### GOAL
Please format the entries as a numbered list, starting with the line that contains "TARGET: wilson logo on basketball" and running through the end of the entries, with blank lines left out.

### DATA TO USE
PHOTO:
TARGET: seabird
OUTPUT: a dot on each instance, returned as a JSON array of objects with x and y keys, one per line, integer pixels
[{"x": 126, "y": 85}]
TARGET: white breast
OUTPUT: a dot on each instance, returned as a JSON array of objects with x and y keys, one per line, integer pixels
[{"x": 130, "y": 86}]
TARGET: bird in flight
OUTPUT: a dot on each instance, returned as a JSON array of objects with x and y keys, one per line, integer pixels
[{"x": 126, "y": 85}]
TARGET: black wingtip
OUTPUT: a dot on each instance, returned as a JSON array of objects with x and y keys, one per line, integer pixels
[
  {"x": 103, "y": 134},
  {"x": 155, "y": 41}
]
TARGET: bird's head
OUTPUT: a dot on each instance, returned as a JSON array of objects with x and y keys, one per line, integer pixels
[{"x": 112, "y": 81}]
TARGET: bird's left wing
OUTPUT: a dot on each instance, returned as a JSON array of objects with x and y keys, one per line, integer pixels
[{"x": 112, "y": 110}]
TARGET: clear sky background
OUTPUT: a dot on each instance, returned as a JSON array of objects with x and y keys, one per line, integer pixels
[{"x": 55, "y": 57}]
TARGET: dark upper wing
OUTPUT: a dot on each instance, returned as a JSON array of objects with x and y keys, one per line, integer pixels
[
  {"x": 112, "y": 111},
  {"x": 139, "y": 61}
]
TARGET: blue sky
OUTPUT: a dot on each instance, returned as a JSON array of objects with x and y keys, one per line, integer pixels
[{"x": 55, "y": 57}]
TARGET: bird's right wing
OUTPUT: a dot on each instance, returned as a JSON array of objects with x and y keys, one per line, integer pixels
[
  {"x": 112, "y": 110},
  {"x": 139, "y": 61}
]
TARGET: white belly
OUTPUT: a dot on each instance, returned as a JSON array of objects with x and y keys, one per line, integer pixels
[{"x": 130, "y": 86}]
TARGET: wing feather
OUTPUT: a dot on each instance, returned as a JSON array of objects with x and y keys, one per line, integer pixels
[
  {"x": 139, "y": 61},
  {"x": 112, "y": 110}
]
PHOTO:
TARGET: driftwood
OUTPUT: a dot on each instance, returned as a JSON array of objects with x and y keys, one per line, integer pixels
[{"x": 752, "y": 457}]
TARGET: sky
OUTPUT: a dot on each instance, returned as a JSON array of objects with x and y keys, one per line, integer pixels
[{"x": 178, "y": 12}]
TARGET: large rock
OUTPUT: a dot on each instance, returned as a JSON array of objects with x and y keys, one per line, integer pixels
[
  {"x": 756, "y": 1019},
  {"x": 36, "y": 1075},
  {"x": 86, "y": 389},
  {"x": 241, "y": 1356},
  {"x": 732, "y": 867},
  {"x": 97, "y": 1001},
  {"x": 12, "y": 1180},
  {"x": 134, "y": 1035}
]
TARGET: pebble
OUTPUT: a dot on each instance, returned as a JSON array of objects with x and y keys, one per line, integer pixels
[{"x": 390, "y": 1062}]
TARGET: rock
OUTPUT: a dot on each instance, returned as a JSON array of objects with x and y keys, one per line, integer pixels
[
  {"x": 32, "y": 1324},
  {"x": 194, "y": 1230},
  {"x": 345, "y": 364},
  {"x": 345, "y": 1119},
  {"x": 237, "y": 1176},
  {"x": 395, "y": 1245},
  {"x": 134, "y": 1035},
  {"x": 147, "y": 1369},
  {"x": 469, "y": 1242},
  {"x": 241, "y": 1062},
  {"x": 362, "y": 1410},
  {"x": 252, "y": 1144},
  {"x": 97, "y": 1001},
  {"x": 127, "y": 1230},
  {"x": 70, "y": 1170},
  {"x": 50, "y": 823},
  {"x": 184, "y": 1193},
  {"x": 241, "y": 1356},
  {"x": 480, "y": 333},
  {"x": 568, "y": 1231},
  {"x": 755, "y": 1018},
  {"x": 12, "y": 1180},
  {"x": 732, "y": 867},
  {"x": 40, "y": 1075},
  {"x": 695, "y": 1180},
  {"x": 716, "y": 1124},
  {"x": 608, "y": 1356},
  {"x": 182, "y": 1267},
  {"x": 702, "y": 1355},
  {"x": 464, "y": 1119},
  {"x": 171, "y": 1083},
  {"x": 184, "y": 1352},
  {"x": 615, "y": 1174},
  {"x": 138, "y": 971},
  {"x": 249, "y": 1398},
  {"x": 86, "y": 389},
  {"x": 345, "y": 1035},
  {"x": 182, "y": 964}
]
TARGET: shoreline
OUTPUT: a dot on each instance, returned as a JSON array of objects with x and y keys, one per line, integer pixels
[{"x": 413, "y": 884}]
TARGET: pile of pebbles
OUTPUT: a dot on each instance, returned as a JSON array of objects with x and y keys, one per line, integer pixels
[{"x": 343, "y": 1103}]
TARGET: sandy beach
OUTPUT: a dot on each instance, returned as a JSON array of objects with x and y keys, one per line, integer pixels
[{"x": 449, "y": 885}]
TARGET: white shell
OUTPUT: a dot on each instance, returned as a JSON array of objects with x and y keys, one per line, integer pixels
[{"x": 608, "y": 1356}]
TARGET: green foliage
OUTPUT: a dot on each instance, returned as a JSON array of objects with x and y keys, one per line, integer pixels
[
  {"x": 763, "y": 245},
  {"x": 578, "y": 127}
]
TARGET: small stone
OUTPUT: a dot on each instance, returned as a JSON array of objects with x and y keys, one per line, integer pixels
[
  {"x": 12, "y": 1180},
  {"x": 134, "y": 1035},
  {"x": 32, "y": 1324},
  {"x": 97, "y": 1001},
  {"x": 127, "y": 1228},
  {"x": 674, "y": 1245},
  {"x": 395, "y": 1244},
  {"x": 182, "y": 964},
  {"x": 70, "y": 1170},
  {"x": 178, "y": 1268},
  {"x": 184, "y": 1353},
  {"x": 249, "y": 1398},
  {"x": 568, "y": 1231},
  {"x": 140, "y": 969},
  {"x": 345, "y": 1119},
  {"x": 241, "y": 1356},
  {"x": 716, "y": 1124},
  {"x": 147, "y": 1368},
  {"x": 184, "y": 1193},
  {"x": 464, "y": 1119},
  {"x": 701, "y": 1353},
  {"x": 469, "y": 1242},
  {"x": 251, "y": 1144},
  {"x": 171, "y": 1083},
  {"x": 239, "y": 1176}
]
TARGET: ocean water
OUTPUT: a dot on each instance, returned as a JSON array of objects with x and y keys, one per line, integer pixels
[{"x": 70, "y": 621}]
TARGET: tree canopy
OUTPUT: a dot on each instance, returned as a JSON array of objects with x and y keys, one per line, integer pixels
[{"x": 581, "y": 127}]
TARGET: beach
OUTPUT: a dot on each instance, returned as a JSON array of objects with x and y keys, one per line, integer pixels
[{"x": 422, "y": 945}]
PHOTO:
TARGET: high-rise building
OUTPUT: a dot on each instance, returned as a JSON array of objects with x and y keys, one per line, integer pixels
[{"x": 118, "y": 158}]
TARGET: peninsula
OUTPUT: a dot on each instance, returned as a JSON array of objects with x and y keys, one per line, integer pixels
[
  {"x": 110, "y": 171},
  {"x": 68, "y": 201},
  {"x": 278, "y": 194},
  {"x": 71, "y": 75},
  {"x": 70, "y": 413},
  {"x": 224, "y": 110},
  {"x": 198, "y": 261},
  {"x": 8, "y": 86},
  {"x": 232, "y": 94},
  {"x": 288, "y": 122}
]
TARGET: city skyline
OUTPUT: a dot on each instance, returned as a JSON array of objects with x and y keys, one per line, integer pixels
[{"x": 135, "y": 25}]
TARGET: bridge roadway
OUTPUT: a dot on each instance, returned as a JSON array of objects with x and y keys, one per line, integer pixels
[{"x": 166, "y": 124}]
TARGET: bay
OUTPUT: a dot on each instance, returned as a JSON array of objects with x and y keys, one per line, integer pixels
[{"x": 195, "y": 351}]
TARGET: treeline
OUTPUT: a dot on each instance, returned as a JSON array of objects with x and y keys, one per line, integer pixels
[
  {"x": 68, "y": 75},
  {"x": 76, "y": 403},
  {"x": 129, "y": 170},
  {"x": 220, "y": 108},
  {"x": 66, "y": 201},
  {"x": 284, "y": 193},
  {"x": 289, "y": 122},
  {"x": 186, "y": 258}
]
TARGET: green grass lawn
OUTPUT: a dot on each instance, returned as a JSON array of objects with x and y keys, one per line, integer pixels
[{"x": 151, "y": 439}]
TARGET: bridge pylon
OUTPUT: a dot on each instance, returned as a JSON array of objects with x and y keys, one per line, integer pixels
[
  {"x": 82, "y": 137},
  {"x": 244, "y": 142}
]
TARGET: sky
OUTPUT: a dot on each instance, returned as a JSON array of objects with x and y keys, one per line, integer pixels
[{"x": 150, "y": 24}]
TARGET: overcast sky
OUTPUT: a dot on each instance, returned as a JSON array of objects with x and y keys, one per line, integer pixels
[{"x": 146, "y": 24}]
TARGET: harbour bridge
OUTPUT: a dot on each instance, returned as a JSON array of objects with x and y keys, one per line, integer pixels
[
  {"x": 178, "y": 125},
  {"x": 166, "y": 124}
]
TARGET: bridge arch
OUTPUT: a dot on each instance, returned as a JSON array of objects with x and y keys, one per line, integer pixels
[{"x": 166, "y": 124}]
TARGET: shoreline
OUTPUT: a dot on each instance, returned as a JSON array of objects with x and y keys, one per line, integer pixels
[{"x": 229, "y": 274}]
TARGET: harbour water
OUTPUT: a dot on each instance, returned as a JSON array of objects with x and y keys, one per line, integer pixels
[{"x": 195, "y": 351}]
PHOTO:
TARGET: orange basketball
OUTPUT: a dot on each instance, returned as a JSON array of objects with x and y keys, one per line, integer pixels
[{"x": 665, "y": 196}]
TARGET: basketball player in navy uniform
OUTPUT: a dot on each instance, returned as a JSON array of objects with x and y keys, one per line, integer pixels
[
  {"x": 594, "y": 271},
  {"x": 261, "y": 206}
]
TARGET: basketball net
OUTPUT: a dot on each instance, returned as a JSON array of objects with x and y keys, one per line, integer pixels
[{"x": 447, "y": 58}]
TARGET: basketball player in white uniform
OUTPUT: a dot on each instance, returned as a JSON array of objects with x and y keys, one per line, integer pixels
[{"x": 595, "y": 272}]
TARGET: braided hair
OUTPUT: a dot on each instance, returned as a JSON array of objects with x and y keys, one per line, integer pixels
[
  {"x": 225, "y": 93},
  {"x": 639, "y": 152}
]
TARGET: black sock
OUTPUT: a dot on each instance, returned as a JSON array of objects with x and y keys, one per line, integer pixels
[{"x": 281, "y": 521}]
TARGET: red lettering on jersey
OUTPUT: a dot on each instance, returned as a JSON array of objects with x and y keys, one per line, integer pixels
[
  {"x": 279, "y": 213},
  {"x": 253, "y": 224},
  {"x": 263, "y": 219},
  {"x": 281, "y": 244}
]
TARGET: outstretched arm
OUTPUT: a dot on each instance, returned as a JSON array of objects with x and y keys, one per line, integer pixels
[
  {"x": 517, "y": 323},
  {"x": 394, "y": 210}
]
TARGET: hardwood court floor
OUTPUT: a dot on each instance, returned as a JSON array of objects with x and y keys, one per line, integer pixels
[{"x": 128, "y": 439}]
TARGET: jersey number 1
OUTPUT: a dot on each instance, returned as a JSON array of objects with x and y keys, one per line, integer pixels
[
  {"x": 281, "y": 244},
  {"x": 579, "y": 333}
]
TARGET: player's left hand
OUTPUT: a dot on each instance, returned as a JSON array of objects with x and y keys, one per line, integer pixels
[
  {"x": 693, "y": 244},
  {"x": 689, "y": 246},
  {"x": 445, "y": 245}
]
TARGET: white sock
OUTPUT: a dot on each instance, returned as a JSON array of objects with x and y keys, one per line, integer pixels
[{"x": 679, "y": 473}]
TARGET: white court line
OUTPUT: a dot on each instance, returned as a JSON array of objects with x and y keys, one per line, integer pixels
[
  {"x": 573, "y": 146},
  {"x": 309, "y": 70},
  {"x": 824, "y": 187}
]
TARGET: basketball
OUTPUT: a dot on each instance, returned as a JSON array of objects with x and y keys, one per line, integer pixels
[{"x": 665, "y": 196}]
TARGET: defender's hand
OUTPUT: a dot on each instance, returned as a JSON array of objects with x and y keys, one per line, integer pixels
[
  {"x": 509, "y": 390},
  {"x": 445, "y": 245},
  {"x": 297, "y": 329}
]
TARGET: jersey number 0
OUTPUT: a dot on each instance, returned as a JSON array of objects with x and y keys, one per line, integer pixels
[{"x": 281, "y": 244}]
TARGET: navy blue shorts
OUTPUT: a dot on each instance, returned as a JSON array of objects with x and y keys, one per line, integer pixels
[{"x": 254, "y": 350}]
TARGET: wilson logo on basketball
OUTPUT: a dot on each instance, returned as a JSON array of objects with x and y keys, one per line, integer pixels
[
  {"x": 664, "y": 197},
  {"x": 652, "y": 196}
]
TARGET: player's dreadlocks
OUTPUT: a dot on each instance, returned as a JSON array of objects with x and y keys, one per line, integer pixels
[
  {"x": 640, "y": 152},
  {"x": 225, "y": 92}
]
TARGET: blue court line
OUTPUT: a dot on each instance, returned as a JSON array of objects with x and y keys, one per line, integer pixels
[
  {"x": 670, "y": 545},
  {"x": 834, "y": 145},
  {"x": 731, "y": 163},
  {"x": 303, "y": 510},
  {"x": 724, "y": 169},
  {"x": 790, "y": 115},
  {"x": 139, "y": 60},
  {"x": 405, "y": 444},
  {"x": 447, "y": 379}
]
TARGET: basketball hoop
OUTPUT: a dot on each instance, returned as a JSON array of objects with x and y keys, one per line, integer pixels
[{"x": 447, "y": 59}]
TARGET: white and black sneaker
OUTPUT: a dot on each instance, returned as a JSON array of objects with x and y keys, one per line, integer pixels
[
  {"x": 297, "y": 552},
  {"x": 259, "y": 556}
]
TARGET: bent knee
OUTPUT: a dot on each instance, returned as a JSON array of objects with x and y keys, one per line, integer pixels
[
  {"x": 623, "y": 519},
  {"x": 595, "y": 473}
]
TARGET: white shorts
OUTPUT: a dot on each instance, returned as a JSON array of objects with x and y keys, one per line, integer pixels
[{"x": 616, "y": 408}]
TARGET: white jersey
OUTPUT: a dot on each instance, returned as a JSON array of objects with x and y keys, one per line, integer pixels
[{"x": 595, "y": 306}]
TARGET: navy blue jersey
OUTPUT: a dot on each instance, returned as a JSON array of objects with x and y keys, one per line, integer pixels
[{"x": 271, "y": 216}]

### SOLUTION FOR THIS PROBLEM
1. TARGET: wilson logo on basketball
2. OUTPUT: a dot on each instance, returned as a JSON array of objects with x and y keys, one per line, integer pixels
3. [
4.   {"x": 664, "y": 197},
5.   {"x": 652, "y": 196}
6. ]
7. TARGET: player's dreadlocks
8. OUTPUT: a dot on each instance, returned as a JSON array of objects with x and y keys, one per line, integer pixels
9. [
10.   {"x": 640, "y": 152},
11.   {"x": 225, "y": 92}
12. ]
13. TARGET: blue court line
14. OUTPUT: a dot on each instance, returned as a JSON array of objects with x and y keys, one per line, integer pixels
15. [
16.   {"x": 670, "y": 545},
17.   {"x": 834, "y": 145},
18.   {"x": 731, "y": 163},
19.   {"x": 303, "y": 510},
20.   {"x": 724, "y": 169},
21.   {"x": 790, "y": 115},
22.   {"x": 139, "y": 60},
23.   {"x": 405, "y": 444},
24.   {"x": 447, "y": 379}
25. ]
26. TARGET: basketball hoop
27. OUTPUT: a dot on each instance, returned as a JSON array of objects with x and y keys, one per line, integer pixels
28. [{"x": 447, "y": 59}]
29. TARGET: white and black sneaker
30. OUTPUT: a dot on each instance, returned as a JSON array of objects with x and y keys, one per line, integer pixels
31. [
32.   {"x": 297, "y": 552},
33.   {"x": 259, "y": 556}
34. ]
35. TARGET: bent knee
36. OUTPUT: a dot on each instance, returned as a JSON array of objects with x and y keys, one per line, integer pixels
37. [
38.   {"x": 623, "y": 519},
39.   {"x": 595, "y": 473}
40. ]
41. TARGET: white shorts
42. OUTPUT: a dot on each instance, returned as a JSON array of objects with x and y keys, one per line, integer pixels
43. [{"x": 616, "y": 408}]
44. TARGET: white jersey
45. OUTPUT: a dot on each instance, returned as a JSON array of objects with x and y keys, one per line, integer pixels
46. [{"x": 595, "y": 306}]
47. TARGET: navy blue jersey
48. OUTPUT: a dot on each instance, returned as a JSON array of objects with x and y keys, one per line, integer pixels
49. [{"x": 271, "y": 216}]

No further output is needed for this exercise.